Activity:
Tally how many lines in the data below include "roof", then please reply with only that figure.

The records:
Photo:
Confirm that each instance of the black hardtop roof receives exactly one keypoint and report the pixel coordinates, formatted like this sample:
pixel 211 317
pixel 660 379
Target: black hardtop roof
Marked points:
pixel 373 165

Finished task:
2